## Problem details
Write out exactly, with no other output, the lines below from the one that contains "You are a bounding-box" through the end.

## Provided data
# # #

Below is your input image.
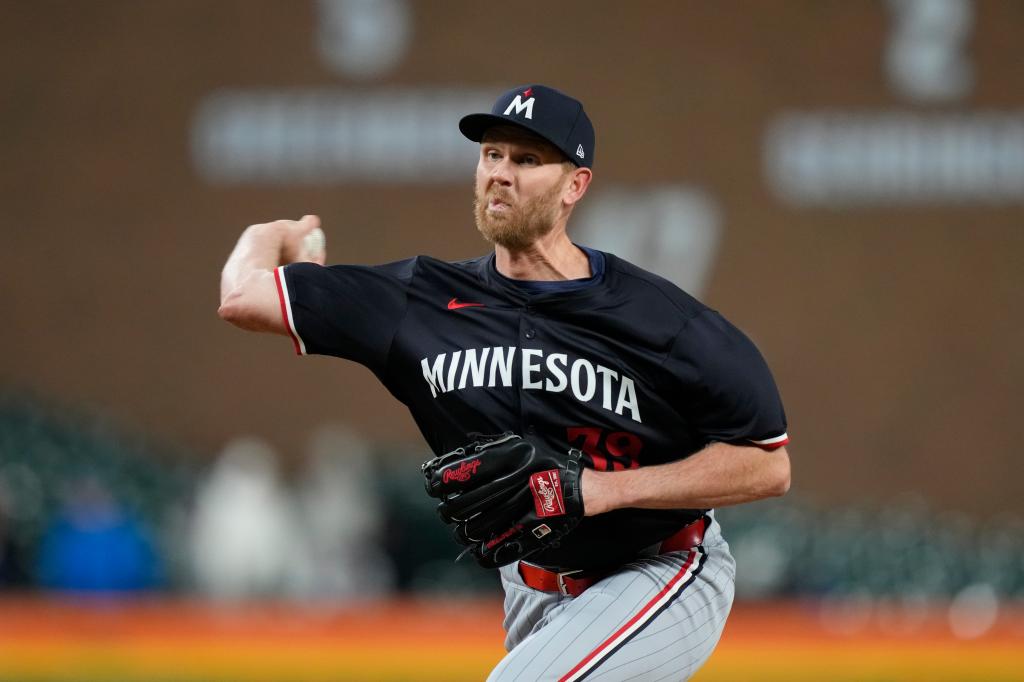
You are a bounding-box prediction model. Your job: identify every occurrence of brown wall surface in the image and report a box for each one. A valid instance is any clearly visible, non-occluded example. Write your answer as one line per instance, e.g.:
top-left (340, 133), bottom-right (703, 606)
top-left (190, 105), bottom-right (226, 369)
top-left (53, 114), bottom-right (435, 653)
top-left (2, 1), bottom-right (1021, 514)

# # #

## Written reply
You are a bounding-box prediction model. Your job: identify every occurrence of brown wall surface in the image and report a box for each one. A valid instance is any clearly visible, non-occluded example. Write your answer as one line per instance, e.g.:
top-left (340, 133), bottom-right (703, 606)
top-left (190, 105), bottom-right (226, 369)
top-left (53, 114), bottom-right (435, 653)
top-left (2, 1), bottom-right (1021, 514)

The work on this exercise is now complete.